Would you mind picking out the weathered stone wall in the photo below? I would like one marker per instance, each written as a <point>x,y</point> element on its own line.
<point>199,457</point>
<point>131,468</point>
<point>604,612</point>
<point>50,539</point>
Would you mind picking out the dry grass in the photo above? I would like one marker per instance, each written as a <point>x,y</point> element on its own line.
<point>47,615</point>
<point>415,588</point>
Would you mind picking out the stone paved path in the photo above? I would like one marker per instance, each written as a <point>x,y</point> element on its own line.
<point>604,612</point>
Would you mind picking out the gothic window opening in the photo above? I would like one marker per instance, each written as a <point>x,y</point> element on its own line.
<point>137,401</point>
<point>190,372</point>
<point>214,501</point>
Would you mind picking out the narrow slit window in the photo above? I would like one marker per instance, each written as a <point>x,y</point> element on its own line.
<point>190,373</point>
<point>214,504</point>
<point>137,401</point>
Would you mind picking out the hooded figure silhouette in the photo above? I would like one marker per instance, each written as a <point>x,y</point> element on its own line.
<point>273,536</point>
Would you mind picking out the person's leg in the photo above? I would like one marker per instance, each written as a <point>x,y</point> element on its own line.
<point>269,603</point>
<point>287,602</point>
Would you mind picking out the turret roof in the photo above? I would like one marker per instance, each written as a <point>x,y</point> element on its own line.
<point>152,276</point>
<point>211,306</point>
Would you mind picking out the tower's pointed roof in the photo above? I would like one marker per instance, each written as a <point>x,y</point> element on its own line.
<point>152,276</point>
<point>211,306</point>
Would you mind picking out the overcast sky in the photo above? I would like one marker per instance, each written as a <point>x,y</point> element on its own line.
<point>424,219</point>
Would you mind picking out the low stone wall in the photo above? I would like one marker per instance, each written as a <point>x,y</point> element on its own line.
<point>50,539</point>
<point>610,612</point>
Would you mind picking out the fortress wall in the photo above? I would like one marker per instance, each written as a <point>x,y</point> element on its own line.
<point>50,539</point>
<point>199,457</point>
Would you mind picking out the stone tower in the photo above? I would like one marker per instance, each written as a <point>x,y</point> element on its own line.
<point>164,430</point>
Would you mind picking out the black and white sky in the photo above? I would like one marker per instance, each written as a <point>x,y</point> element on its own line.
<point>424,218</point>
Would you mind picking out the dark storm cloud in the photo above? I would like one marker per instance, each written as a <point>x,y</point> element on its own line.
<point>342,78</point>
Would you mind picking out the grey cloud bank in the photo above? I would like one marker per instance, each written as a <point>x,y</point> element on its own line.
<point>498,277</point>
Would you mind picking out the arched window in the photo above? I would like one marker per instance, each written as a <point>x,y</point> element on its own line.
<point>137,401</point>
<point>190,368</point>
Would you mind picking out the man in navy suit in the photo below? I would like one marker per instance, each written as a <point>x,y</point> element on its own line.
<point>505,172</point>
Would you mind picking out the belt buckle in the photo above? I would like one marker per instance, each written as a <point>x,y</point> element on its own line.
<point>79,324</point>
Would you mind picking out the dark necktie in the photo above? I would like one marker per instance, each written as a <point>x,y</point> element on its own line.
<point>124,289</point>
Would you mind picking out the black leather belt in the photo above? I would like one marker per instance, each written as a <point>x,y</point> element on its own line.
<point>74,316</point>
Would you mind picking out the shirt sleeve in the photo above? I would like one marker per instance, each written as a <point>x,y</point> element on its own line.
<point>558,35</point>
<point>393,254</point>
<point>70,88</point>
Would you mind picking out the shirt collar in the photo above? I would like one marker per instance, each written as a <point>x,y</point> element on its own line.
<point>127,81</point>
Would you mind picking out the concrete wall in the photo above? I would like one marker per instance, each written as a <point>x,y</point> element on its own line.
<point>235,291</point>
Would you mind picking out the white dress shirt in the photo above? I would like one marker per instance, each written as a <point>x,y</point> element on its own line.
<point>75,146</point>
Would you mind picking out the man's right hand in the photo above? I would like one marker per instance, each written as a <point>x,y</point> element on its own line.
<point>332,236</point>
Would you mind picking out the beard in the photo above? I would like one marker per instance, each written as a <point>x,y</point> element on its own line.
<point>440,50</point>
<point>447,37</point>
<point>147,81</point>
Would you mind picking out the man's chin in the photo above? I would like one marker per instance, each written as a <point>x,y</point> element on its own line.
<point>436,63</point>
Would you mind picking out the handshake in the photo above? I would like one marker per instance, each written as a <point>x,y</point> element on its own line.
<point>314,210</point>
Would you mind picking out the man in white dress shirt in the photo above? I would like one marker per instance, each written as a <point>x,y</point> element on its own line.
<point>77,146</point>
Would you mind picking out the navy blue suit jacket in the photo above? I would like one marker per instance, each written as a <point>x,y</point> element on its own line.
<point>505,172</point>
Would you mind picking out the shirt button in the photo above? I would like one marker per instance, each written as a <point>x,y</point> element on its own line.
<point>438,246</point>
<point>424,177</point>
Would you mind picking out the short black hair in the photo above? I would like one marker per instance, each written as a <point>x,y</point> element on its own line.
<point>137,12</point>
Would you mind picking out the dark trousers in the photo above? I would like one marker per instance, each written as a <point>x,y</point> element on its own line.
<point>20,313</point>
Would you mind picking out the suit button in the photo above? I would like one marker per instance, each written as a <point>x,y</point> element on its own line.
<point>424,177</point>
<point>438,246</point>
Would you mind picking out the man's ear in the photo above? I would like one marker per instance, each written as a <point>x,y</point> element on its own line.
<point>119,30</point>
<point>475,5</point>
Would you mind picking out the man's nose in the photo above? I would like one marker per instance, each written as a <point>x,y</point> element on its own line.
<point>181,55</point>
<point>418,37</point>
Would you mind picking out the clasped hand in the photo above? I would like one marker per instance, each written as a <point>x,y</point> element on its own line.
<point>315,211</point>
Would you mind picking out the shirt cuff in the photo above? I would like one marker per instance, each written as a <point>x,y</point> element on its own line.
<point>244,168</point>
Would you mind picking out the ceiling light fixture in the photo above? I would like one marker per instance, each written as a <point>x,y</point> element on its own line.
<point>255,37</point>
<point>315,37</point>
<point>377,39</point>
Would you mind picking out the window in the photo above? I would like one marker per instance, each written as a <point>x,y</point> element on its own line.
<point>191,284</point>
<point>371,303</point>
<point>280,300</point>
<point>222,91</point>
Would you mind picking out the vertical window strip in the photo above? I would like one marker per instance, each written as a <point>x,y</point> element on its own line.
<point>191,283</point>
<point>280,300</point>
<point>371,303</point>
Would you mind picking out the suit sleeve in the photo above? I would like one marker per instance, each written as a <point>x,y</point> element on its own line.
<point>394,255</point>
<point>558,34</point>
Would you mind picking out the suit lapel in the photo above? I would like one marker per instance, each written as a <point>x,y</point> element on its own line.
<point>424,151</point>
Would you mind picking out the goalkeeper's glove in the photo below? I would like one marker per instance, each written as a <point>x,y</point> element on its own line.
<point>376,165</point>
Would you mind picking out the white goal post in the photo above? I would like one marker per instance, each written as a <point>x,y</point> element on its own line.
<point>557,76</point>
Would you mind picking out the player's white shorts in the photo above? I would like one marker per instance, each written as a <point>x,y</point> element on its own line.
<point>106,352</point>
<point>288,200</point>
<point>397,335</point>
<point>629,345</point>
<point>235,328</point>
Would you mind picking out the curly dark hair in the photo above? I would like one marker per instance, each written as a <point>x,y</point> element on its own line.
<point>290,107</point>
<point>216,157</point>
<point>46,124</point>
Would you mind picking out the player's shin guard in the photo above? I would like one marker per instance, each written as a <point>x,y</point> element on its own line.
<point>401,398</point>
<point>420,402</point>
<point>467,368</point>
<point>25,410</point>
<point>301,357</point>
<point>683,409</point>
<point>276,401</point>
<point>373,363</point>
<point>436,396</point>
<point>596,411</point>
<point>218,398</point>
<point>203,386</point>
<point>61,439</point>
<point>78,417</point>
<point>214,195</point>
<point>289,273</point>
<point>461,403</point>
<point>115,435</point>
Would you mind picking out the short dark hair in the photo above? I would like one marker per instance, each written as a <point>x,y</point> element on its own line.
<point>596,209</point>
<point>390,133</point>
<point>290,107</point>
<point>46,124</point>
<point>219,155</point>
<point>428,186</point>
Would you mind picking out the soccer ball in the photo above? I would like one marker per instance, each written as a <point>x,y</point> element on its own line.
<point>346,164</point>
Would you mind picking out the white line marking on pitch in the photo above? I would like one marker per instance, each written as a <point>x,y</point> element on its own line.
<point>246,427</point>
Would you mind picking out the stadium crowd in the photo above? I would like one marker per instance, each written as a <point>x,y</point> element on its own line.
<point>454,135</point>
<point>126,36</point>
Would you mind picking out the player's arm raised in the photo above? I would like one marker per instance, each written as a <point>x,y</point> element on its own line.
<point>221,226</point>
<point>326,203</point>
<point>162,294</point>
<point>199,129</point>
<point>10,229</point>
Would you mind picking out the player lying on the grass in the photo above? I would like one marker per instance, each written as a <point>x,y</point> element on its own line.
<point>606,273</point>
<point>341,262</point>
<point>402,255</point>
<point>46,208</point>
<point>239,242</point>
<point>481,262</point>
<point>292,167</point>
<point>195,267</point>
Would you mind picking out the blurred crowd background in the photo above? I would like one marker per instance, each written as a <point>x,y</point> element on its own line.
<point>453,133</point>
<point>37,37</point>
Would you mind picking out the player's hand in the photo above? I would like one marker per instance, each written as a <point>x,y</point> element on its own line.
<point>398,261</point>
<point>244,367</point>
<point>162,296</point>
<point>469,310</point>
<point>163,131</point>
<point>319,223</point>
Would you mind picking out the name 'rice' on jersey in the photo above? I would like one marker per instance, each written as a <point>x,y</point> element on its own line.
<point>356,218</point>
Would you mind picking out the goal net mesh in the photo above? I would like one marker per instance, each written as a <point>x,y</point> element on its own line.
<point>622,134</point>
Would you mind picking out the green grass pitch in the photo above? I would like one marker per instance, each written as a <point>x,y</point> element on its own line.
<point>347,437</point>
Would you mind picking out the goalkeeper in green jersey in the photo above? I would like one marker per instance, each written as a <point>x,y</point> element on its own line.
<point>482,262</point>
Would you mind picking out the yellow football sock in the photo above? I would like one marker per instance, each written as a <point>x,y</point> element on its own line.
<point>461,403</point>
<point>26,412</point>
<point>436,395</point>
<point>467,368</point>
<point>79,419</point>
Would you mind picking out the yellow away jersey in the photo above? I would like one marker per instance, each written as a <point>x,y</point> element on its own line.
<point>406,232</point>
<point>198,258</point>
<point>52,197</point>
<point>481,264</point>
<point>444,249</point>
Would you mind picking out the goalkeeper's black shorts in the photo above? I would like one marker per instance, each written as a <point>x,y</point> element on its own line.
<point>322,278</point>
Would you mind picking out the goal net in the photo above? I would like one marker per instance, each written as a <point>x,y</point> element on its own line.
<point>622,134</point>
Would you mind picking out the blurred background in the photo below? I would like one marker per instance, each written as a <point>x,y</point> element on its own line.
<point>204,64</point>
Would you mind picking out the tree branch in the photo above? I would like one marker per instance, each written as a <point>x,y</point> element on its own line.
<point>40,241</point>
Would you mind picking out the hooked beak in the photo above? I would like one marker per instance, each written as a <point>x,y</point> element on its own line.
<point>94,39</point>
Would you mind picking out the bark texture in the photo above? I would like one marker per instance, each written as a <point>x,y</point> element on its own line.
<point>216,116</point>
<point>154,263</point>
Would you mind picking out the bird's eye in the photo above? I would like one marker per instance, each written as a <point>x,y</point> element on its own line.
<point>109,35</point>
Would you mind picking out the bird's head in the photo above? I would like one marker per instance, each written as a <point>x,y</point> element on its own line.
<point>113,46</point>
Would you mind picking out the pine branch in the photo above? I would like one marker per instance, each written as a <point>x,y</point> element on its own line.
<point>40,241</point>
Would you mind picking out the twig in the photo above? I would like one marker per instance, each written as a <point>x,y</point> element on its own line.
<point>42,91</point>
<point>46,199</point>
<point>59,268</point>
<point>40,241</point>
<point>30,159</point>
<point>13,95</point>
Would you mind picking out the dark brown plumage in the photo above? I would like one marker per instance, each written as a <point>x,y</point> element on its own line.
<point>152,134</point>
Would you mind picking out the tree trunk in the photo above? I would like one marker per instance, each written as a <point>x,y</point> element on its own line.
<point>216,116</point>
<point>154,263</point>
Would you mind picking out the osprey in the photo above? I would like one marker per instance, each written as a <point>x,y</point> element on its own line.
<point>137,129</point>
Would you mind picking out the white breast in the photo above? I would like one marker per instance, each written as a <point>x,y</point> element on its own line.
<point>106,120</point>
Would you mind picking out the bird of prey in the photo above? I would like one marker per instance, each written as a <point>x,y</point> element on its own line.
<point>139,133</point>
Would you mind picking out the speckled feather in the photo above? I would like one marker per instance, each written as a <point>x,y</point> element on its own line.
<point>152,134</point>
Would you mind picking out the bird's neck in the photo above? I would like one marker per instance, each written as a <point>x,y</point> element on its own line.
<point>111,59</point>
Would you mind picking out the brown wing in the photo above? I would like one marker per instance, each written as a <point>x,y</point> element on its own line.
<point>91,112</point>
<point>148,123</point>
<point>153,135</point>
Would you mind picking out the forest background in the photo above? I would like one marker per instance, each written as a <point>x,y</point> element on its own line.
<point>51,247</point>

----------------

**Exercise goal:** Print the entries from the line containing "Would you mind picking out the yellow away" through the line containing "<point>204,64</point>", copying every line exactly and including both end lines.

**Solution for this exercise:**
Would you mind picking out the yellow away jersey in the photo above? I would like one marker per instance, each written as a <point>x,y</point> element on its own line.
<point>406,232</point>
<point>198,258</point>
<point>52,197</point>
<point>481,264</point>
<point>444,249</point>
Would you mind picking out the goalkeeper's black shorts in the photo above? I would like one marker per instance, each written as a <point>x,y</point> element on its own line.
<point>322,278</point>
Would you mind picking out the goal net in the photo above? I would like one marker per instance, each written as a <point>x,y</point> element on its own line.
<point>622,134</point>
Would you mind picking out the blurred background in the photo below? I would like one marker per instance, each written as a <point>x,y</point> element on its own line.
<point>204,64</point>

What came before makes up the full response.